Good news for the MBTA: ridership and fare revenue are both higher than the agency expected they’d be — and that’s been the case for months now.
General Manager Phil Eng presented the latest data at a meeting of the T’s Board of Directors on Thursday. It’s a positive trend for the agency, which faces significant long-term budget problems and has struggled to bring ridership back to pre-pandemic levels.
Eng told the T’s board that the total number of people who took the subway this February was 24% higher than in February 2024. The largest gains were on the Green Line, which saw a 40% bump compared to last year, but the MBTA saw increases on all the lines.

“This is just the tip of the iceberg,” Eng said, adding that he hopes efforts to upgrade the system’s signaling infrastructure will encourage more ridership in the year ahead.
The T has been switching the signaling system — think traffic lights, but for trains — from analog to digital on the Red and Orange Lines for the past several months. The agency says that work will lead to more frequent and reliable service.

*-*-*

> **TASK SET**:
**a.** State whether each statement agrees with the MBTA ridership article, answering yes or no and quoting the words of the article that decide it: (i) Subway ridership this February was 24% higher than in February 2024. (ii) The Orange Line saw the largest gain. (iii) On the Red and Orange Lines, the signaling system is being switched from digital to analog.
**b.** Pick up the MBTA ridership article after its final sentence and write the paragraph that follows.

*-*-*

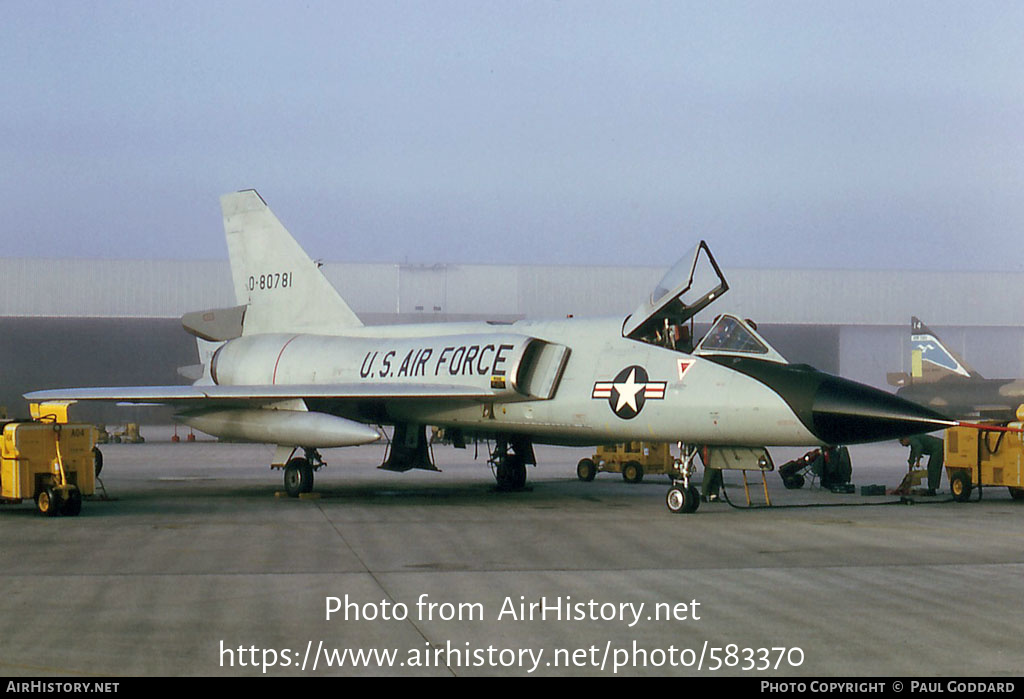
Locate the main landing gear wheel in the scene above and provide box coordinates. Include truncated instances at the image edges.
[285,457,313,497]
[623,462,643,483]
[665,485,700,515]
[495,454,526,490]
[949,471,972,503]
[782,473,805,490]
[36,486,62,517]
[60,488,82,517]
[577,458,597,483]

*-*-*

> **TASK-BY-TASK ANSWERS**:
**a.**
(i) Yes: "the total number of people who took the subway this February was 24% higher than in February 2024"
(ii) No: "The largest gains were on the Green Line, which saw a 40% bump compared to last year"
(iii) No: "from analog to digital on the Red and Orange Lines"

**b.**
Eng also told board members that the agency is collecting more money than expected from passengers, which he credited to a new initiative cracking down on people trying to get free rides. Late last year, the T launched a new “fare engagement” team tasked with confronting passengers and educating them on how they can pay.
“We’ve hired 16 fare engagement reps that have consistently been going through the system,” he said. “We’re seeing that wherever those engagements have taken place, we’re seeing a 30% increase in fair payment.”
According to data presented during Thursday’s board meeting, fare revenue has exceeded expectations by $18 million so far this fiscal year. Eng expects that number to grow as the agency makes further improvements to the system and works to win back more riders.